__PROBLEM__.
If a line of the entries below includes the word "turquoise", it counts; state the total and nothing further.

═════ DATA LISTING

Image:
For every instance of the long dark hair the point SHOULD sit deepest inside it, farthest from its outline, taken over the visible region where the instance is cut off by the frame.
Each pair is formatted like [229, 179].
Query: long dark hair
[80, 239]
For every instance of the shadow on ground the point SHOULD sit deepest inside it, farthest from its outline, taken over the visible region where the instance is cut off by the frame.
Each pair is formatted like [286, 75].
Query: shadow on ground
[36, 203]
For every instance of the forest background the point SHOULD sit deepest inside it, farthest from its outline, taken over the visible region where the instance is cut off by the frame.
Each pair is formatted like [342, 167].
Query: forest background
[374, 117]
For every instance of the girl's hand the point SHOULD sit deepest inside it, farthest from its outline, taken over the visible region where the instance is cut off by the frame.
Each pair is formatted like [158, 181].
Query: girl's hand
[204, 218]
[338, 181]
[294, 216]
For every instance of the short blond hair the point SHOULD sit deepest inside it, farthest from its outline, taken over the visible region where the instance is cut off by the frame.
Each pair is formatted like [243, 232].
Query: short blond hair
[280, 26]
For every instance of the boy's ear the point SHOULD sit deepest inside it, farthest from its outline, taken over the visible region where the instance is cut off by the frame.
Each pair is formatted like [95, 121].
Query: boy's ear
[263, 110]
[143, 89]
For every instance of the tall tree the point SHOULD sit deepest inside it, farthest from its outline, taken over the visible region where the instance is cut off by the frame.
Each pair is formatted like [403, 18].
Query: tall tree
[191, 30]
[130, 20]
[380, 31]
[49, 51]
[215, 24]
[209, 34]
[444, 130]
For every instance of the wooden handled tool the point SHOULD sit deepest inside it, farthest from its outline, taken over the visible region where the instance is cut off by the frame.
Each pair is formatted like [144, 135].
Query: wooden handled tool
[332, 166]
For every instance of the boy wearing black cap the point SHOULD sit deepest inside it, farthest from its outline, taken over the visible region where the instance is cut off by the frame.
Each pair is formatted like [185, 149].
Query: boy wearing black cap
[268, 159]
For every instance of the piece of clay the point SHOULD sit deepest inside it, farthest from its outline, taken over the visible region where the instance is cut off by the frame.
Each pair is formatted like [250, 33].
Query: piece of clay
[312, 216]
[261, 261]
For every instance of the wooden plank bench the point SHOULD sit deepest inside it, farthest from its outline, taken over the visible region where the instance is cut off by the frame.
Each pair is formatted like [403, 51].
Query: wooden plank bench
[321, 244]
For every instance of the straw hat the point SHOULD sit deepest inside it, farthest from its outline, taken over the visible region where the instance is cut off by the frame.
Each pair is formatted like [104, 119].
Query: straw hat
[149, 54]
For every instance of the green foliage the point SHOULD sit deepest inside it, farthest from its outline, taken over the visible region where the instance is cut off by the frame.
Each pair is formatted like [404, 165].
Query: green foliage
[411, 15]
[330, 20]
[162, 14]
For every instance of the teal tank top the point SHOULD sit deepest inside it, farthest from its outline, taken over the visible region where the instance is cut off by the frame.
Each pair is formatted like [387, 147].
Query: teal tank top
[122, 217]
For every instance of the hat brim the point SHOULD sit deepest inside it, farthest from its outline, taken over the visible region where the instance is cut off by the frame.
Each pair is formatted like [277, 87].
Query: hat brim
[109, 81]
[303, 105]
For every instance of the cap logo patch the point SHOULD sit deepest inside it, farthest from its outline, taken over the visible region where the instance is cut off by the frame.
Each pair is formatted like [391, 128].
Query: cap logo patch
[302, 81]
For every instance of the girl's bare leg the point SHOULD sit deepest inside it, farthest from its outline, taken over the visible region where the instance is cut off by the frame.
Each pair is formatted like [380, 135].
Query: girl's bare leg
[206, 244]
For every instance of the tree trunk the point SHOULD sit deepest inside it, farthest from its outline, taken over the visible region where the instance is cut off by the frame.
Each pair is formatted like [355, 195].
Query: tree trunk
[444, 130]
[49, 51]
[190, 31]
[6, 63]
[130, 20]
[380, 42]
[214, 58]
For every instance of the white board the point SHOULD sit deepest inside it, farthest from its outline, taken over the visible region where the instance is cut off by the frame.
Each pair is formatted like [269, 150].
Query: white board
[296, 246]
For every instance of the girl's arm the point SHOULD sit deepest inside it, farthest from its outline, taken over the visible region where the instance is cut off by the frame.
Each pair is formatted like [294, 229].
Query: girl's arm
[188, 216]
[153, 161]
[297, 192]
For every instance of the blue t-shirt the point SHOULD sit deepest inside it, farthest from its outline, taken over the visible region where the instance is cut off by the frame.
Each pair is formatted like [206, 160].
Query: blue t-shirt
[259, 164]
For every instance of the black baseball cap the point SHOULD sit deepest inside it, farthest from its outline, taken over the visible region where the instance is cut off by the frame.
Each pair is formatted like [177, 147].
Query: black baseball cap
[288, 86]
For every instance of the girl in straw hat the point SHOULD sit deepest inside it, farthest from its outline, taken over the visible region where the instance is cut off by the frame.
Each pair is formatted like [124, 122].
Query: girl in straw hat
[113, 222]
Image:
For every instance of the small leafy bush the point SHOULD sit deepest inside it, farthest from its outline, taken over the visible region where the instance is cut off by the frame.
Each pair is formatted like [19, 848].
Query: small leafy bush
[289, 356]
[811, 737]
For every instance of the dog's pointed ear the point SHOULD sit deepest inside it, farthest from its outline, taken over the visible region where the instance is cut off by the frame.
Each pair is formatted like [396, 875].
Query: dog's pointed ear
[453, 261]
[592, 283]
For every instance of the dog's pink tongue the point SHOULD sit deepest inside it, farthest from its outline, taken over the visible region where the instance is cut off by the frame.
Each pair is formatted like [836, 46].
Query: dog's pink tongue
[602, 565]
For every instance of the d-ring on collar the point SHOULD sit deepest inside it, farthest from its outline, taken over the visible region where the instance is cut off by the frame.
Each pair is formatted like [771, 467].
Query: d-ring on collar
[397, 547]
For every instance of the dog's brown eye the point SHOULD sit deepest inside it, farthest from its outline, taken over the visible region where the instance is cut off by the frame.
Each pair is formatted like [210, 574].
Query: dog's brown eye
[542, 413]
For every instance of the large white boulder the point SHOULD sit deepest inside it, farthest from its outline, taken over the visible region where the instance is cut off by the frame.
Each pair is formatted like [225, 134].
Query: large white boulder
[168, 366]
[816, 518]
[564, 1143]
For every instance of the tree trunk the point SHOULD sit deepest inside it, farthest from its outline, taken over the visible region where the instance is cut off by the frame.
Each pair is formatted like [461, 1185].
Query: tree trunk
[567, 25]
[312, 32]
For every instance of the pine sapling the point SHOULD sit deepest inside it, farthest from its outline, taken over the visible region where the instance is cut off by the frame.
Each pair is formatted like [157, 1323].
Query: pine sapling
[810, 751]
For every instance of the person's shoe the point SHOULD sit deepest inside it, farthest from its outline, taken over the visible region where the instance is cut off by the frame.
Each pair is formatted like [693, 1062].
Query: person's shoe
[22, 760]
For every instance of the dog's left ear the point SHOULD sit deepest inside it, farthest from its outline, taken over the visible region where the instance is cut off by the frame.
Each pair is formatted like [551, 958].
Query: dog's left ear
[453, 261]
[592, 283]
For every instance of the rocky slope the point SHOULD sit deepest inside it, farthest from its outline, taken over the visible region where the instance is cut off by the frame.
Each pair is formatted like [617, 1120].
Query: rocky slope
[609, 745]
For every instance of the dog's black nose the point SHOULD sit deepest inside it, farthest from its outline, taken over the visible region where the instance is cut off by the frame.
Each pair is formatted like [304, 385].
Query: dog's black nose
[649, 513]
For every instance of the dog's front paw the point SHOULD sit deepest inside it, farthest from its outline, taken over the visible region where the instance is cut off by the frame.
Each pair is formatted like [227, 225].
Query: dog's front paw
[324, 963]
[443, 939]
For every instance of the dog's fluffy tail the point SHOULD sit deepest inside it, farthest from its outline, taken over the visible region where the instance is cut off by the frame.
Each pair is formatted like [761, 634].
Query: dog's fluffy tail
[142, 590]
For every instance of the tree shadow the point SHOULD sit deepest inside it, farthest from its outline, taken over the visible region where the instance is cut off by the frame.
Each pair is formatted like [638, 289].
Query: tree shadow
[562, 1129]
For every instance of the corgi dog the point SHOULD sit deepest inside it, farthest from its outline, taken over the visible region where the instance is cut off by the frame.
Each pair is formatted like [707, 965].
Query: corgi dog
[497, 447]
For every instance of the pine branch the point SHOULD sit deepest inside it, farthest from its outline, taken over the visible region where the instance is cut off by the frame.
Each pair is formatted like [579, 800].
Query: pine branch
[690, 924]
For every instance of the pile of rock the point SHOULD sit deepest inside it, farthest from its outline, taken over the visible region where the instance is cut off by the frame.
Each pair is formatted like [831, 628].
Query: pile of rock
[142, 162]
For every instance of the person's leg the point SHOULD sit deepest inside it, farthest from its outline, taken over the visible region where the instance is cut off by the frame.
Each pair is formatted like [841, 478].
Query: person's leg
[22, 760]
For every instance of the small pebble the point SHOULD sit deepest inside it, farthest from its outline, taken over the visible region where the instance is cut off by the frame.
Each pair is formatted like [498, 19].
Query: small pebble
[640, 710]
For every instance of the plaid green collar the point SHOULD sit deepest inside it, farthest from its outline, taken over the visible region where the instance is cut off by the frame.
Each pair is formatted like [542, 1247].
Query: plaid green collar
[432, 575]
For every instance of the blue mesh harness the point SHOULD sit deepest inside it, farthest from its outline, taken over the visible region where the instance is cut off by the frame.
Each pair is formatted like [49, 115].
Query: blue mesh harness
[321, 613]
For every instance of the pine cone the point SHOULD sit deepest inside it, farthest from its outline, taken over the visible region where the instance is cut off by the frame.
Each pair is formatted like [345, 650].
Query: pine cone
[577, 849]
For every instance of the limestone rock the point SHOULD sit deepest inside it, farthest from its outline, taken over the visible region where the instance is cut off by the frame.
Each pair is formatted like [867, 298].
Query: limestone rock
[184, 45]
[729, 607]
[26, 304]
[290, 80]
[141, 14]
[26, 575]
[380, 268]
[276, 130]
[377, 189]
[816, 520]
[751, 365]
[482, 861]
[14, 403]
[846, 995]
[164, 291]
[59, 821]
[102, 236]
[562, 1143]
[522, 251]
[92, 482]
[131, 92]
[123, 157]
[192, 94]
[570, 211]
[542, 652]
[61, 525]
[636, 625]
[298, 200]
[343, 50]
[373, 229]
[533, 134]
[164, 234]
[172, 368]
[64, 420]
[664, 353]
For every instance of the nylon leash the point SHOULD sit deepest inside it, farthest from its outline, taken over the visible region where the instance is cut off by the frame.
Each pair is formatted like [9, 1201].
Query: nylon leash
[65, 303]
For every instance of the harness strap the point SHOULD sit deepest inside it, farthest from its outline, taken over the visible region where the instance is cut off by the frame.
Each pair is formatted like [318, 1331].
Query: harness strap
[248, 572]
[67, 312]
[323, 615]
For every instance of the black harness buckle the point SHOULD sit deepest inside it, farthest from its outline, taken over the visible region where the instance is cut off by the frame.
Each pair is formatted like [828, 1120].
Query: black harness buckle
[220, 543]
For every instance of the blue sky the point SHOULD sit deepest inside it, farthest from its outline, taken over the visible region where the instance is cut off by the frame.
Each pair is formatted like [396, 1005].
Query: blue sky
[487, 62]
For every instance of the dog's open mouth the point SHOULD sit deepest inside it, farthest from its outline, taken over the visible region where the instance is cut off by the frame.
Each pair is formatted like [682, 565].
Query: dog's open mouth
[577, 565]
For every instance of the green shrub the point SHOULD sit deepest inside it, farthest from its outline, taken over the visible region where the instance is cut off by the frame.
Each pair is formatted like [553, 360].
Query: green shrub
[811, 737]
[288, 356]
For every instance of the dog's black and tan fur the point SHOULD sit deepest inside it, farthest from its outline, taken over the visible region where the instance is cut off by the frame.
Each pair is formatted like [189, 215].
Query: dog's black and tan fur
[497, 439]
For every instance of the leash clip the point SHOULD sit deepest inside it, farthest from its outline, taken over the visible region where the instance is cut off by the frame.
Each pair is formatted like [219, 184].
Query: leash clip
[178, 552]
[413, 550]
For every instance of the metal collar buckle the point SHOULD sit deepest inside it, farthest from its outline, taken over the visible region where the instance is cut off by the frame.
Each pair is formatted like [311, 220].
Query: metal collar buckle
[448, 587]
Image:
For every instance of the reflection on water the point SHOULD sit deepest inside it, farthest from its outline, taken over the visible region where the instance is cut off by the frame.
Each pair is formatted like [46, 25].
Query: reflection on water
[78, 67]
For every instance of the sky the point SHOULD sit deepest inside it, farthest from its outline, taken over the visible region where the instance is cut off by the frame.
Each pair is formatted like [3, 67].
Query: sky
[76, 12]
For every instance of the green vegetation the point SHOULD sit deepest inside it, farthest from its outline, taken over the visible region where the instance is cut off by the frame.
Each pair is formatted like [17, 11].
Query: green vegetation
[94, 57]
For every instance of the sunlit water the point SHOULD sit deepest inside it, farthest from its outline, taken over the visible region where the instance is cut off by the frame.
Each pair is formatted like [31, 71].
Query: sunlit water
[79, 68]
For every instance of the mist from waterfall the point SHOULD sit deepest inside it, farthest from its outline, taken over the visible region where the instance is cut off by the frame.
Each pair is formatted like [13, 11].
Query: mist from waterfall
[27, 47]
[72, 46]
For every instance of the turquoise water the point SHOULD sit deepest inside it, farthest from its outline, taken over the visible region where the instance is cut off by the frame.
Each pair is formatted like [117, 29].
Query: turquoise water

══════════

__RESULT OF THIS TASK__.
2